■ STATED TASK: Reproduce the lines from the one containing "object_query: kitchen sink" through the one containing "[216,263,315,284]", requests included, and shift every bounding box coordinate in the answers up by 42.

Collection entries:
:::::

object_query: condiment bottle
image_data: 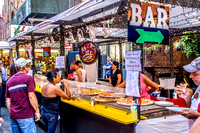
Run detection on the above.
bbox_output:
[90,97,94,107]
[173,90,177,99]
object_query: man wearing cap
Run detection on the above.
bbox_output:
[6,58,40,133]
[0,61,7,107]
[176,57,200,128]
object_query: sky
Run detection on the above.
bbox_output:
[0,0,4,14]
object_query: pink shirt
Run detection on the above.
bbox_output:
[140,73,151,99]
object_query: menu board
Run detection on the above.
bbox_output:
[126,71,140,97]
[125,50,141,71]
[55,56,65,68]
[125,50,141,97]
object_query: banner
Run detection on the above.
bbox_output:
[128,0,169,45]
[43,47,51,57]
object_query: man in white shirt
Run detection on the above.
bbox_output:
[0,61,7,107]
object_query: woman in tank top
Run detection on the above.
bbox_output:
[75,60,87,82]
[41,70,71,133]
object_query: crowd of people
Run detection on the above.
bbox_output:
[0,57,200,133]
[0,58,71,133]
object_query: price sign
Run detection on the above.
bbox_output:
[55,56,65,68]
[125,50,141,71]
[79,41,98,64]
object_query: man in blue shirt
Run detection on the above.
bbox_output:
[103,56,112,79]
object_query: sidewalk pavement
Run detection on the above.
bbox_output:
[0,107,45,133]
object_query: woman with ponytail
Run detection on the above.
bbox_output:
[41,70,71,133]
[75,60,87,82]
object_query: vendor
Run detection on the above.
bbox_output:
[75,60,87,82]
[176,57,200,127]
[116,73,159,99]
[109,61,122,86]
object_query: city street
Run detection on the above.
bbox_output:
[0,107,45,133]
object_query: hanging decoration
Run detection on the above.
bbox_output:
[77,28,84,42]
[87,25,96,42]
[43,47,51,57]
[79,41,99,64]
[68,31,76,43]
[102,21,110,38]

:::::

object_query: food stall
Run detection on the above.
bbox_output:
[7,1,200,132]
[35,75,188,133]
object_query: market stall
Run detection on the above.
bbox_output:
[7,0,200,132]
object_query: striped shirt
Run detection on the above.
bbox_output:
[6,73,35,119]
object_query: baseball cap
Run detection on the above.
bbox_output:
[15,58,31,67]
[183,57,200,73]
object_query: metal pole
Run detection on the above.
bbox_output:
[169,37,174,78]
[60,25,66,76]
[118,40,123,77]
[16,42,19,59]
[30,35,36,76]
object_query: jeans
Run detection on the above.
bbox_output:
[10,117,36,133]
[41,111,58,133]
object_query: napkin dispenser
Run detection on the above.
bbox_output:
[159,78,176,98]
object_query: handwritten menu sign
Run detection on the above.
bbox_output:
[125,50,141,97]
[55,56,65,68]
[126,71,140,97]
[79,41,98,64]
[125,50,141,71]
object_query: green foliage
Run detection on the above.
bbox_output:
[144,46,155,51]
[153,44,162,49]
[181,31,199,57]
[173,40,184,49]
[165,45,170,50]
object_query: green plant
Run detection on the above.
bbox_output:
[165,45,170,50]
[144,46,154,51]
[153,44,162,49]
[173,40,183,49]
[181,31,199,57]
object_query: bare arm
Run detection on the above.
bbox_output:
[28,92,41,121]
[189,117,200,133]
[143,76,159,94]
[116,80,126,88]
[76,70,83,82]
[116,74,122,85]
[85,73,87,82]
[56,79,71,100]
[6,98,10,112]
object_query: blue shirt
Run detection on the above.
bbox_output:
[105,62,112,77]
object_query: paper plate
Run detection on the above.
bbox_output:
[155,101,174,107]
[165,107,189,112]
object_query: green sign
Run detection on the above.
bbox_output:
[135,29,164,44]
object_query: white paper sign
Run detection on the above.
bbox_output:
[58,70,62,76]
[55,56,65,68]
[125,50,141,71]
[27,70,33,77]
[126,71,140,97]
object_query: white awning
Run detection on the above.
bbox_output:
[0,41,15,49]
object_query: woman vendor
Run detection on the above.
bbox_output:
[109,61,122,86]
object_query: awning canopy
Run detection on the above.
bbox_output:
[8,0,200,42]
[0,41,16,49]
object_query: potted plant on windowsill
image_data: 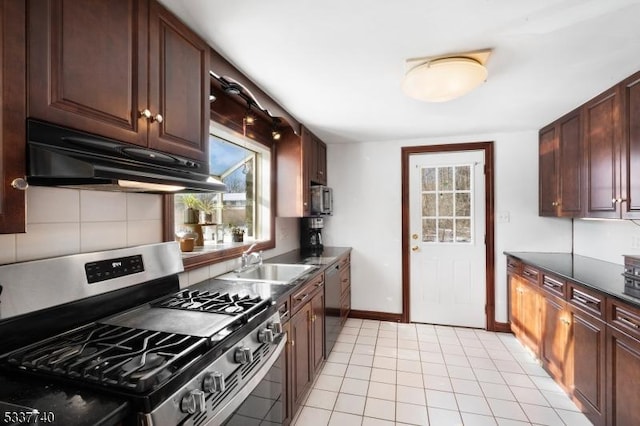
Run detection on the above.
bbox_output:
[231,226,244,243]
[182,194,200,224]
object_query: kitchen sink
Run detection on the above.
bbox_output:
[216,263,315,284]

:::::

■ FULL OUTPUT:
object_query: kitchen sink
Run detection on the above.
bbox_output:
[258,305,357,326]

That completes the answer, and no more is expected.